• **DATA TO PROCESS**
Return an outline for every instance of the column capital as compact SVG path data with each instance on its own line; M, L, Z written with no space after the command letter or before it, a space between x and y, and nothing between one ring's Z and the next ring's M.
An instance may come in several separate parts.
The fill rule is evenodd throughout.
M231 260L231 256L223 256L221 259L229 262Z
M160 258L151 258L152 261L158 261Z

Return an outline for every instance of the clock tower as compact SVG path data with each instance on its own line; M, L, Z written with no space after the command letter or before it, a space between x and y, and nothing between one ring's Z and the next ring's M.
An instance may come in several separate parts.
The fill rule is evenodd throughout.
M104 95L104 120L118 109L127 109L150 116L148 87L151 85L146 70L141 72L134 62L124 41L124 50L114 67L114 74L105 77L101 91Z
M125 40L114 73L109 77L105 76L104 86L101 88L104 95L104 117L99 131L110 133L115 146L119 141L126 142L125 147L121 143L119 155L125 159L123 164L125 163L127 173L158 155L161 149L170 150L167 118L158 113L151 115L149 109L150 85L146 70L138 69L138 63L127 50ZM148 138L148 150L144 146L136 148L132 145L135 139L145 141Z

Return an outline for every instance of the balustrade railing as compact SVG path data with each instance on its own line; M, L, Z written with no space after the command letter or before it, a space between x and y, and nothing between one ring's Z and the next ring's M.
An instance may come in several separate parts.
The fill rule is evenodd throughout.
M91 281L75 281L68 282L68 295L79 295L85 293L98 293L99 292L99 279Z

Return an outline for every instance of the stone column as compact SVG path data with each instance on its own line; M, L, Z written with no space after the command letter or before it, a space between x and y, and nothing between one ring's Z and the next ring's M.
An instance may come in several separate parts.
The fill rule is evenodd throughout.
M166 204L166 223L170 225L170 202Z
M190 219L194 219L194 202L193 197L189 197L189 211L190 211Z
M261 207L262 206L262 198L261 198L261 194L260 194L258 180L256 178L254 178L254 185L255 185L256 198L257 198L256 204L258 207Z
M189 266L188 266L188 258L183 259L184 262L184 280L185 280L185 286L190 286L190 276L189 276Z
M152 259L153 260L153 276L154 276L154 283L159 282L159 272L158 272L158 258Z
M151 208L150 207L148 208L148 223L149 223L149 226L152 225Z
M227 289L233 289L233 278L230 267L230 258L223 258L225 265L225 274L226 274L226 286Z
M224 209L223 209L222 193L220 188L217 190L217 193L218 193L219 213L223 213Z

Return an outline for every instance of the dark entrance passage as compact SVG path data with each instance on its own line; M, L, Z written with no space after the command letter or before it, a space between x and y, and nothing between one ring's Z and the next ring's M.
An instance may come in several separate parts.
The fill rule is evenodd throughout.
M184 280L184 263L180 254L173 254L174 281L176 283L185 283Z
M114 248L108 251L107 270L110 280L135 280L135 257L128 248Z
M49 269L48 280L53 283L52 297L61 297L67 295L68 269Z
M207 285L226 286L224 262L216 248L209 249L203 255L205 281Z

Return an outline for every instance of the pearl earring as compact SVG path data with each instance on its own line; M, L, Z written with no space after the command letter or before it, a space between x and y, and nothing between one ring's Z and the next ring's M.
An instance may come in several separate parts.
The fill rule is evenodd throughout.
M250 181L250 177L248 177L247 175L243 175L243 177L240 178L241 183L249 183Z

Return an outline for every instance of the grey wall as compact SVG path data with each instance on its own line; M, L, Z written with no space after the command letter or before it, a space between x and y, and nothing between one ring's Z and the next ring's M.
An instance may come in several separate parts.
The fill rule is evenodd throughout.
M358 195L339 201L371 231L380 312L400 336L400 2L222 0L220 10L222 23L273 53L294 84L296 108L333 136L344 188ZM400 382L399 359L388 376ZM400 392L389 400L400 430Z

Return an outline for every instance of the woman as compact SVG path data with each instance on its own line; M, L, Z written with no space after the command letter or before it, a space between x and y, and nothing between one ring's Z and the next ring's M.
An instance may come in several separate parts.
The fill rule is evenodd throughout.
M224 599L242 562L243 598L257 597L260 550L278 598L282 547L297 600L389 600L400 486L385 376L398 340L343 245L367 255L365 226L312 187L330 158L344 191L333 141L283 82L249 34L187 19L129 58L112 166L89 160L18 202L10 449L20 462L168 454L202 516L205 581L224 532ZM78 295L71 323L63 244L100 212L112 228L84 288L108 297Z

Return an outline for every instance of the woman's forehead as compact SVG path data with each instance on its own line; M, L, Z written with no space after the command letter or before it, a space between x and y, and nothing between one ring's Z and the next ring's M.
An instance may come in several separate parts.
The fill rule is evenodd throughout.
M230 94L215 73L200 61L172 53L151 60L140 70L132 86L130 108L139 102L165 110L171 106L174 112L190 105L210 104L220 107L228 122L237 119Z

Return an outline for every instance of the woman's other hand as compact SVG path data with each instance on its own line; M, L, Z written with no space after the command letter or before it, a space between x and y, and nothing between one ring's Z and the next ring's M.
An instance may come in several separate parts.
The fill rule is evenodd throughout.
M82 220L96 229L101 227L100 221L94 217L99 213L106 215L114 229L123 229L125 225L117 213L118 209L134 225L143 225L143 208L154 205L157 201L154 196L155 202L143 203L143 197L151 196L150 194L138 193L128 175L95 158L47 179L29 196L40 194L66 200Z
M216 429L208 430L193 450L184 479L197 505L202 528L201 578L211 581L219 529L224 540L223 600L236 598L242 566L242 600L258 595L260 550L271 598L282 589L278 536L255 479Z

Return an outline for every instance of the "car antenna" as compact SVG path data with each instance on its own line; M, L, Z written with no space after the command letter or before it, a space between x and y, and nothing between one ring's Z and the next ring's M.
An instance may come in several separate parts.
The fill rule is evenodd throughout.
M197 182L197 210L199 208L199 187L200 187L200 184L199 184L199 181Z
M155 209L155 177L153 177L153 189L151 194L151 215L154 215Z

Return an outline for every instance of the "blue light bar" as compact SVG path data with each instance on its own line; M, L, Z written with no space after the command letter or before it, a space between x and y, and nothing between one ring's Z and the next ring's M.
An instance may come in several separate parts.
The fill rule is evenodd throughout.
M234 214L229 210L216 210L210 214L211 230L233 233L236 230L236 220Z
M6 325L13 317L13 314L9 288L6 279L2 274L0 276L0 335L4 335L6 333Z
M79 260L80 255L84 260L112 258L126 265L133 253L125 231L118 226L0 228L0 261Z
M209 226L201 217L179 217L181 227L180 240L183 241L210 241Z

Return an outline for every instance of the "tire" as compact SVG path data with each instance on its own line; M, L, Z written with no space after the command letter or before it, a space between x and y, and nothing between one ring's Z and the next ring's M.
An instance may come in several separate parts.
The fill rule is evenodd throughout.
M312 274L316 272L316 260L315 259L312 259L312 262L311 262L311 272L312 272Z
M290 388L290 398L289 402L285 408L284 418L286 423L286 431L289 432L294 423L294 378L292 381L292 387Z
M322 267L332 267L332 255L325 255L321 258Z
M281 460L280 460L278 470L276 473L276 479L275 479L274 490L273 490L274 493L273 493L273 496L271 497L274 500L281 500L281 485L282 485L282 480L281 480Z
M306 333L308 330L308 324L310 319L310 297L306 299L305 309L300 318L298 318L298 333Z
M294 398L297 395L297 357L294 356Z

• **TRY IT**
The records above, in their entirety, need to be set down again exactly.

• **ANSWER AREA**
Return an outline for every instance of the column capital as compact SVG path data with each instance on its own line; M, L, Z written with no space after the command letter or before it, a space between x and y, and nothing between one ring's Z and the next ring's M.
An instance may come in several separate parts.
The fill rule is evenodd throughout.
M231 260L231 256L223 256L221 259L229 262Z
M160 258L151 258L152 261L158 261Z

Return an outline for every instance of the clock tower as compact SVG path data with each instance on its own line; M, L, Z written with no space after the command letter or before it, a space between x and y, and nothing between one ring's Z and the next ring's M.
An instance may come in several separate parts.
The fill rule is evenodd throughout.
M104 95L104 120L118 109L127 109L150 116L148 87L151 85L146 70L141 72L134 62L124 41L124 50L114 67L114 74L105 77L101 91Z
M125 40L114 73L109 77L105 76L104 86L101 88L104 95L104 117L99 131L110 133L115 146L119 141L126 142L125 147L121 143L119 155L125 159L123 164L125 163L127 173L158 155L161 149L170 150L167 118L158 113L151 115L149 109L150 85L146 70L138 69L138 63L127 50ZM148 138L148 150L144 146L136 148L132 145L135 139L145 141Z

Return an outline for every instance of the balustrade railing as compact SVG path data with each instance on its own line; M, L, Z written with no space after the command letter or before it, a space between x and y, and nothing between one ring's Z and the next ring's M.
An instance may come in several separate parts.
The fill rule is evenodd throughout.
M91 281L75 281L68 282L68 295L79 295L85 293L98 293L99 292L99 279Z

Return an outline for every instance of the stone column as compact SVG path data with each instance on its own line; M, L, Z written with no space after the command letter or before it, a space between x and y, and nothing between one ring's Z and the next ring's M.
An instance may come in several separate parts.
The fill rule is evenodd throughout.
M166 204L166 223L170 225L170 202Z
M190 219L194 219L194 202L193 197L189 197L189 211L190 211Z
M261 207L262 206L262 198L261 198L261 194L260 194L258 180L256 178L254 178L254 185L255 185L256 198L257 198L256 204L258 207Z
M189 266L188 266L188 258L183 259L184 262L184 280L185 280L185 286L190 286L190 276L189 276Z
M152 259L153 260L153 276L154 276L154 283L159 282L159 272L158 272L158 258Z
M151 208L150 207L148 208L148 223L149 223L149 226L152 225Z
M227 289L233 289L233 278L230 267L230 258L223 258L225 265L225 274L226 274L226 286Z
M224 209L223 209L222 193L220 188L217 190L217 193L218 193L219 213L223 213Z

Return an outline for every instance of the dark entrance passage as compact SVG path data with each instance on its own line; M, L, Z written with no space after the command letter or before it, a space between x and y, and nothing between one ring's Z and the next ring's M.
An instance may come in several separate parts.
The fill rule is evenodd throughout.
M184 280L184 263L180 254L173 254L174 281L176 283L185 283Z
M114 248L108 251L107 270L110 280L135 280L135 257L128 248Z
M49 269L48 280L53 283L52 297L61 297L67 295L68 269Z
M207 285L226 286L224 262L216 248L209 249L203 255L205 281Z

Return an outline for every instance of the pearl earring as compact SVG path data with each instance on its own line; M, L, Z written with no space after the command letter or before it, a space between x and y, and nothing between one ring's Z and the next ring's M.
An instance may come in several separate parts.
The fill rule is evenodd throughout.
M250 181L250 177L248 177L247 175L243 175L243 177L240 178L241 183L249 183Z

Return an outline for every instance of the grey wall as compact SVG path data with each instance on its own line; M, L, Z written with no space after the command letter or before it, a space between x and y, and nothing between one ring's Z and the next ring's M.
An instance may come in several separate parts.
The fill rule is evenodd throughout.
M358 195L339 201L371 231L380 312L400 336L400 2L222 0L220 10L222 23L273 53L294 84L296 108L333 136L344 188ZM400 382L399 359L388 376ZM400 392L389 400L400 430Z

Return an outline for every instance of the woman as compact SVG path data with each instance on its own line; M, L, Z written with no space after the command letter or before it, a space between x and y, and nothing between one ring's Z and the next ring's M.
An instance may come in several separate parts.
The fill rule is evenodd throughout.
M224 599L242 562L243 598L257 597L260 550L278 598L282 547L297 600L389 600L400 486L385 376L398 340L343 245L367 255L365 226L312 187L330 158L344 191L333 141L283 82L249 34L187 19L129 58L112 166L89 160L18 202L10 449L20 462L168 454L202 516L205 581L224 532ZM78 295L71 323L63 244L100 212L112 228L84 288L108 297Z

Return an outline for every instance of the woman's forehead as compact SVG path data with each instance on its own line; M, L, Z written with no space after the command letter or before it, a space between x and y, and nothing between one ring's Z and the next ring's M.
An instance may come in several separate parts.
The fill rule is evenodd throughout.
M230 94L215 73L200 61L172 53L151 60L140 70L132 86L130 108L139 102L165 110L171 106L174 112L190 105L210 104L220 107L228 122L237 119Z

Return an outline for every instance of the woman's other hand as compact SVG path data with each instance on its own line; M, L, Z written with no space after the command letter or before it, a space between x and y, and nothing between one ring's Z and the next ring's M.
An instance may come in several separate parts.
The fill rule is evenodd throughout.
M82 220L96 229L101 227L100 221L94 217L99 213L106 215L114 229L123 229L125 225L117 213L118 209L134 225L143 225L143 208L154 205L157 201L154 196L155 202L143 203L143 197L151 196L150 194L138 193L128 175L95 158L47 179L29 196L40 194L66 200Z
M216 429L208 430L193 450L184 479L197 505L202 528L201 578L211 581L219 529L224 540L223 600L236 598L242 566L242 600L258 595L260 550L271 598L282 589L278 536L255 479Z

Return an outline for every instance of the "car antenna" as compact SVG path data with each instance on its own line; M, L, Z written with no space after the command letter or before it, a space between x and y, and nothing between one ring's Z and the next ring's M.
An instance may come in several separate parts.
The fill rule is evenodd throughout.
M197 182L197 210L199 208L199 187L200 187L200 184L199 184L199 181Z
M155 209L155 177L153 177L153 189L151 194L151 215L154 215Z

Return an outline for every instance of the "blue light bar" as compact SVG path data with each instance on its own line; M, L, Z written with no space after the command letter or before it, a space between x and y, and nothing between one ring's Z and the next ring's M.
An instance may come in several separate parts.
The fill rule is evenodd throughout.
M234 214L229 210L216 210L210 214L211 230L233 233L236 230L236 220Z
M6 325L13 317L13 314L9 288L6 279L2 274L0 276L0 335L4 335L6 333Z
M79 260L80 255L84 260L112 258L126 265L133 253L125 231L118 226L0 228L0 261Z
M209 226L201 217L179 217L181 227L180 240L183 241L210 241Z

Return an outline for every instance of the "tire" as compact SVG path data with each instance on its own line; M, L, Z written with no space after the command letter or before it, a space between x and y, and nothing between one ring's Z and the next ring's M.
An instance may come in several separate parts.
The fill rule is evenodd throughout.
M312 274L316 272L316 260L315 259L312 259L312 262L311 262L311 272L312 272Z
M290 388L290 398L289 402L285 408L284 418L286 423L286 431L289 432L294 423L294 378L292 381L292 387Z
M322 267L332 267L332 255L325 255L321 258Z
M281 460L280 460L278 470L276 473L276 479L275 479L274 490L273 490L274 493L273 493L273 496L271 497L274 500L281 500L281 485L282 485L282 480L281 480Z
M306 333L308 330L308 324L310 319L310 297L306 299L305 309L300 318L298 318L298 333Z
M294 398L297 395L297 357L294 356Z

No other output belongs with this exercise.